** begin AVAILABLE RECORDS **

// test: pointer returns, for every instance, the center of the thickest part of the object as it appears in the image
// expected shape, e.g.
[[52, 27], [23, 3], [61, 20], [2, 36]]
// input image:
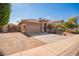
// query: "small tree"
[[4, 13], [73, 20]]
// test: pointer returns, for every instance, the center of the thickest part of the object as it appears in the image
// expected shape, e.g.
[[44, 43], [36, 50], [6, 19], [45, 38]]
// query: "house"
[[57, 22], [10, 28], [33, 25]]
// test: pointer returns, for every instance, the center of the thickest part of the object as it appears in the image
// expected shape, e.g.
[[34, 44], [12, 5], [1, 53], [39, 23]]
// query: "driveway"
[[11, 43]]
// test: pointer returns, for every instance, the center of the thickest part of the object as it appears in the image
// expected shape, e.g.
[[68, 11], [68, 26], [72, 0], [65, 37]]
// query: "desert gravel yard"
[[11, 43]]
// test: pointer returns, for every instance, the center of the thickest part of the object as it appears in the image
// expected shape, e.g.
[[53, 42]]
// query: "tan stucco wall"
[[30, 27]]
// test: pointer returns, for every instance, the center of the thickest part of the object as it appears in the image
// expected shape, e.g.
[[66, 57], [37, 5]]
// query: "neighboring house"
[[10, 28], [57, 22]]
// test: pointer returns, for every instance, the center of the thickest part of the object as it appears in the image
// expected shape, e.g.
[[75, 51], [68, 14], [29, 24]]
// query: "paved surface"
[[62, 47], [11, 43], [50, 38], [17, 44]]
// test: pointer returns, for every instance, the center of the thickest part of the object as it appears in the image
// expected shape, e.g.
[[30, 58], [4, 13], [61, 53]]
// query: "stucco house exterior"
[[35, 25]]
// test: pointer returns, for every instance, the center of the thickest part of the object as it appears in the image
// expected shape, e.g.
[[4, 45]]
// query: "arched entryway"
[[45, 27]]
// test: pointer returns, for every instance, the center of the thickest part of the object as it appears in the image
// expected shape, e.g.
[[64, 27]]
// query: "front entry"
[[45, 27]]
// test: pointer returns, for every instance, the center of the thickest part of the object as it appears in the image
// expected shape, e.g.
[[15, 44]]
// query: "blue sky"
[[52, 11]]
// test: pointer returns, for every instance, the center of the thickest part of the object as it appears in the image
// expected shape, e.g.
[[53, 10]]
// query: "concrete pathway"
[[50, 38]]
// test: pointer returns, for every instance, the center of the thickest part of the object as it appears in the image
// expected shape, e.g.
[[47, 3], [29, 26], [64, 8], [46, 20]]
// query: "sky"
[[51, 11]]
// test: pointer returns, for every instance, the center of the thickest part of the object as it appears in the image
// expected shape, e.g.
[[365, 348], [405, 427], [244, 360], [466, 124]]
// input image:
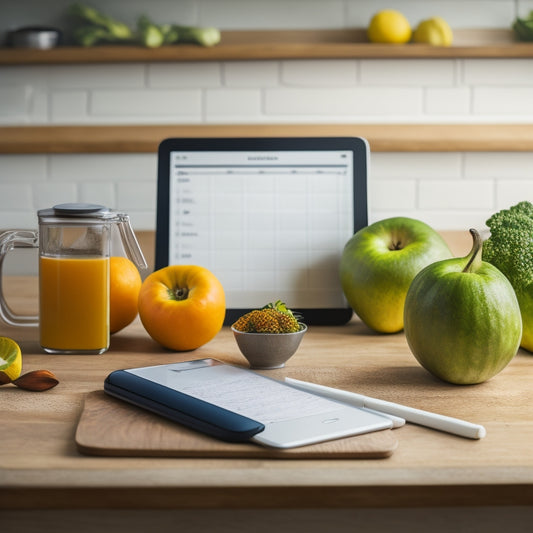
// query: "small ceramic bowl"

** end AVAILABLE RECORDS **
** begin AVAILABLE RECORDS **

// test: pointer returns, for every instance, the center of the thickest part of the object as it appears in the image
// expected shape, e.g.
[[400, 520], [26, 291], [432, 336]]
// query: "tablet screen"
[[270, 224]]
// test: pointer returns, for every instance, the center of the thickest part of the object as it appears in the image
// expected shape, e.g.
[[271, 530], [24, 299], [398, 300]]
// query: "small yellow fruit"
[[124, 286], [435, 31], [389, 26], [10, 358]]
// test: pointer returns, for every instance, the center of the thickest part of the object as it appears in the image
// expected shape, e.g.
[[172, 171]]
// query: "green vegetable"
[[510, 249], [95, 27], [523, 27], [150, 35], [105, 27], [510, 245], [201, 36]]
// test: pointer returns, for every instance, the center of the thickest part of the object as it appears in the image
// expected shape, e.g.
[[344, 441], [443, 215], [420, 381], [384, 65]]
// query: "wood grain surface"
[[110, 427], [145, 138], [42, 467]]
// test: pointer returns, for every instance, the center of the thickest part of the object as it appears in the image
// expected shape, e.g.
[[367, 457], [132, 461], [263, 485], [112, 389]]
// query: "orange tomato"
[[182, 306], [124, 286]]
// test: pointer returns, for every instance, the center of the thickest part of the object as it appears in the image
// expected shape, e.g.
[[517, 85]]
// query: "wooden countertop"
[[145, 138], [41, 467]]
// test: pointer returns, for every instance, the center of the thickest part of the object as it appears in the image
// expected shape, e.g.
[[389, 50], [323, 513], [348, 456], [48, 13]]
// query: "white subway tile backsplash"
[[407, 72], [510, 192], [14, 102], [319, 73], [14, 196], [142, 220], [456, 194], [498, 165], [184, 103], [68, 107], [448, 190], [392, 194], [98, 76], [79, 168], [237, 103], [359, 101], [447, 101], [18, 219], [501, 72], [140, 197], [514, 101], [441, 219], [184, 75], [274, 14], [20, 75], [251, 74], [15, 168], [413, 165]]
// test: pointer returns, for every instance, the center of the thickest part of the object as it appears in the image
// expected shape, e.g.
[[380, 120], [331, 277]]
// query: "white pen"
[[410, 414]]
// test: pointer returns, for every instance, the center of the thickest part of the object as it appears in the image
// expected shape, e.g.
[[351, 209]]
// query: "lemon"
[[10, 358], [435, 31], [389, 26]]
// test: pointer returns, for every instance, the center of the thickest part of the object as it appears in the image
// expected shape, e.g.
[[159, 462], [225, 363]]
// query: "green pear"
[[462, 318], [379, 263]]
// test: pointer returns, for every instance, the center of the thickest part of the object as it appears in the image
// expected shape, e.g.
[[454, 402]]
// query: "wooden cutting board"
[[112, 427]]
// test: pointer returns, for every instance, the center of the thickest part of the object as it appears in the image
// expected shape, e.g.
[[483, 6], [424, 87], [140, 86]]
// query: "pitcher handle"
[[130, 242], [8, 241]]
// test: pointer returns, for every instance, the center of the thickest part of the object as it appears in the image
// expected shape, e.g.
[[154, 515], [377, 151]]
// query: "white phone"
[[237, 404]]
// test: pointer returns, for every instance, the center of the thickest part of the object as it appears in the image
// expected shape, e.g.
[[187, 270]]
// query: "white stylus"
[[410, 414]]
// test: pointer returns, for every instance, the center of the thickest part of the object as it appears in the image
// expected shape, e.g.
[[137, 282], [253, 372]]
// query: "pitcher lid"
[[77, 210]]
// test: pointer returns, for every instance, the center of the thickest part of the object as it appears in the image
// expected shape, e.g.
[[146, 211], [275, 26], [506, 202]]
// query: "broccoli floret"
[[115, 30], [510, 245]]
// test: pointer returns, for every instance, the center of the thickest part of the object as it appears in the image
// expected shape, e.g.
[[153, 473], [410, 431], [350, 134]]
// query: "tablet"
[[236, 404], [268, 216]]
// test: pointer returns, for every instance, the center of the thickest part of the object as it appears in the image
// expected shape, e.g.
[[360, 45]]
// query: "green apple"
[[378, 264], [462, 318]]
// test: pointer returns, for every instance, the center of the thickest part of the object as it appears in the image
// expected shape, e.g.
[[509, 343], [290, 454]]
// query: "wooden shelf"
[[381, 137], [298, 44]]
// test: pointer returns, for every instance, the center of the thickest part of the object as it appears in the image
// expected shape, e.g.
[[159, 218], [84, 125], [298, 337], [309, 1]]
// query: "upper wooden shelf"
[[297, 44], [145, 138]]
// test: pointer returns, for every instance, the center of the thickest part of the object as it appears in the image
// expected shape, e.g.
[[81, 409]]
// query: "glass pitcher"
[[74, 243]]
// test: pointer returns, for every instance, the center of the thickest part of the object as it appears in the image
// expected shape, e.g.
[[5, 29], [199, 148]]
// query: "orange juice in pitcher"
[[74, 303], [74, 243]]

** end AVAILABLE RECORDS **

WHAT NEEDS TO BE DONE >>
Select every line in the listing above that contains the string "wooden", and copy each one.

OUTPUT OF THE EXERCISE >>
// query: "wooden countertop"
// query: "wooden cutting board"
// query: "wooden shelf"
// query: "upper wooden shelf"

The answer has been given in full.